Material for this task
Start of Block
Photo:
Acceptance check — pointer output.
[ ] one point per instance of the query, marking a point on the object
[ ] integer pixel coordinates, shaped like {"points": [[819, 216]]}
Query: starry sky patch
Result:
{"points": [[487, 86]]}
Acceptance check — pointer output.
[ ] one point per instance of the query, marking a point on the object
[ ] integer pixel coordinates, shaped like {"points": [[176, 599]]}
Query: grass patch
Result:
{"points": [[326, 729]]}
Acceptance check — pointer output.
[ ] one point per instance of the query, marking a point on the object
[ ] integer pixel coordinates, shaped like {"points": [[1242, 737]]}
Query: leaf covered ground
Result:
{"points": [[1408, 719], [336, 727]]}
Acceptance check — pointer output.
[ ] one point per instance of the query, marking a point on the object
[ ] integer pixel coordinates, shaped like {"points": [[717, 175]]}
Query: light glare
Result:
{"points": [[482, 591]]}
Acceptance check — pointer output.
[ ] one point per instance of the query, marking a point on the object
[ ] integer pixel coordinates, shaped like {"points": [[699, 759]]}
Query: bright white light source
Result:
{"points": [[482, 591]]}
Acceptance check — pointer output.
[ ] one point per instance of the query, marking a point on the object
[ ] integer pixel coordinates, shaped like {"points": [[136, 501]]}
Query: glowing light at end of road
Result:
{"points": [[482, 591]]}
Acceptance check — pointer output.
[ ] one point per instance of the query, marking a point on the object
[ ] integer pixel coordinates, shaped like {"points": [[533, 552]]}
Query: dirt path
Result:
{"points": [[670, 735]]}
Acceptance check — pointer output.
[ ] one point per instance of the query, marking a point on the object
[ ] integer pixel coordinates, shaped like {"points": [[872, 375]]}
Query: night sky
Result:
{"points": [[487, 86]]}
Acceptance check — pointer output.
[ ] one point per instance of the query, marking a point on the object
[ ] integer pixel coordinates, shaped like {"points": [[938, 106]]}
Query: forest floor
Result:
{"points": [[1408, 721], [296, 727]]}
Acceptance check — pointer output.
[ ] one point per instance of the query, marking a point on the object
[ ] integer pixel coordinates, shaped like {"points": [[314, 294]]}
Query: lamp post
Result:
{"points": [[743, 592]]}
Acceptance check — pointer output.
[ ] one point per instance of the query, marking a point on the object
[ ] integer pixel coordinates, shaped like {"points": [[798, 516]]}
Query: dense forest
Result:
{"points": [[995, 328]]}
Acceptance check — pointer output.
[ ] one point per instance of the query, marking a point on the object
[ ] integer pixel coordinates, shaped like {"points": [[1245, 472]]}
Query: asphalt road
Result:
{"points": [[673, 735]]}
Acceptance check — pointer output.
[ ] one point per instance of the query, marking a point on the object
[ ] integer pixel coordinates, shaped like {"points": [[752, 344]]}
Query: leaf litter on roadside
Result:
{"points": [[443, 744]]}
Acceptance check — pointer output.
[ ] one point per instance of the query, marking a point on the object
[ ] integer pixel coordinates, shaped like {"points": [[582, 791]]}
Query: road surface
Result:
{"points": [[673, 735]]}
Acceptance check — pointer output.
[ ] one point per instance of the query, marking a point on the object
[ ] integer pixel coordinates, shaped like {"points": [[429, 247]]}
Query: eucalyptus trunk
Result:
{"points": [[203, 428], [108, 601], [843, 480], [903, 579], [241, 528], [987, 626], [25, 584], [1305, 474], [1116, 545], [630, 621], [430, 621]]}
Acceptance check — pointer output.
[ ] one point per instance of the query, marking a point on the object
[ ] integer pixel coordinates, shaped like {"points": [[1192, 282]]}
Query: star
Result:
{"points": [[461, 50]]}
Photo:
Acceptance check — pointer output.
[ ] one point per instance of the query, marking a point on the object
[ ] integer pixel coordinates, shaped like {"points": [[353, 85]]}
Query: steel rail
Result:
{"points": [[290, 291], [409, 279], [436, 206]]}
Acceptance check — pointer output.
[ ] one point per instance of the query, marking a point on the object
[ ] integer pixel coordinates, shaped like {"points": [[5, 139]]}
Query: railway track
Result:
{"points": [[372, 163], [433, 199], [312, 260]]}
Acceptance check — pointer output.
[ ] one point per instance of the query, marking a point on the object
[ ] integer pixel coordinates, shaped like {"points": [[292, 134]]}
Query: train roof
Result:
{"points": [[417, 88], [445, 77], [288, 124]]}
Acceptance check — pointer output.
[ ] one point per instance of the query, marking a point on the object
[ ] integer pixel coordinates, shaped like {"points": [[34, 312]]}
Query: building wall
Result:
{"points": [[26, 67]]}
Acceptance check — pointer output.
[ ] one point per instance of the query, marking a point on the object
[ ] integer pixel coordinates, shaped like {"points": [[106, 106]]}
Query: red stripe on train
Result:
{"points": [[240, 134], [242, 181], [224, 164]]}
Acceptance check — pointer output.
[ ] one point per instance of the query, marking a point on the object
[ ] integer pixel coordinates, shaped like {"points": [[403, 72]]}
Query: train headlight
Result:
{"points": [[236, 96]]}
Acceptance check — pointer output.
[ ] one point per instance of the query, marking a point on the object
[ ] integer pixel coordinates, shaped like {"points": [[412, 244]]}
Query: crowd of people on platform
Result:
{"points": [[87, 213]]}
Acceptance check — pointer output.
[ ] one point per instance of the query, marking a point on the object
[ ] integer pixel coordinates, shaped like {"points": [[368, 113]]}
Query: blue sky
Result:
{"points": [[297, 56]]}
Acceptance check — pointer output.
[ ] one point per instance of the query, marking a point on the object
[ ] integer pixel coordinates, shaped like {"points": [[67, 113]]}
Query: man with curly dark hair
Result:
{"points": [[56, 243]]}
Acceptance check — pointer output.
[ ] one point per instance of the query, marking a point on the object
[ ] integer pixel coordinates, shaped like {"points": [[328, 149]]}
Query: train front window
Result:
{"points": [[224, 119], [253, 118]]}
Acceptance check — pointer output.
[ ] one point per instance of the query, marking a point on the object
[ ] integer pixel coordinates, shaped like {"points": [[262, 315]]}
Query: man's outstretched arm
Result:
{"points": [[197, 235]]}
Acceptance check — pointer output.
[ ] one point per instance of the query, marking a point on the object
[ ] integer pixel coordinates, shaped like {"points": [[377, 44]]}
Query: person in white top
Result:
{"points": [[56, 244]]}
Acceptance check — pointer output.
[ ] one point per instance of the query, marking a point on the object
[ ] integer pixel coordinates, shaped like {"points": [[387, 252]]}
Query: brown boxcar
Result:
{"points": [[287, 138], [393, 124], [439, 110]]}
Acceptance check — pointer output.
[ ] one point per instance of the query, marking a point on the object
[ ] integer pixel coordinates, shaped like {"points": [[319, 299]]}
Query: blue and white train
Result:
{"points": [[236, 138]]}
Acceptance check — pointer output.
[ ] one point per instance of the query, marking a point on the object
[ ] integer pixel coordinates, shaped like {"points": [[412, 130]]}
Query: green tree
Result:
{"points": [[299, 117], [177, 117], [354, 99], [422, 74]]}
End of Block
Work request
Among the lines above, find each one containing the string "leaf" and copy it.

Solution to the problem
Query: leaf covered ground
Query: leaf litter on roadside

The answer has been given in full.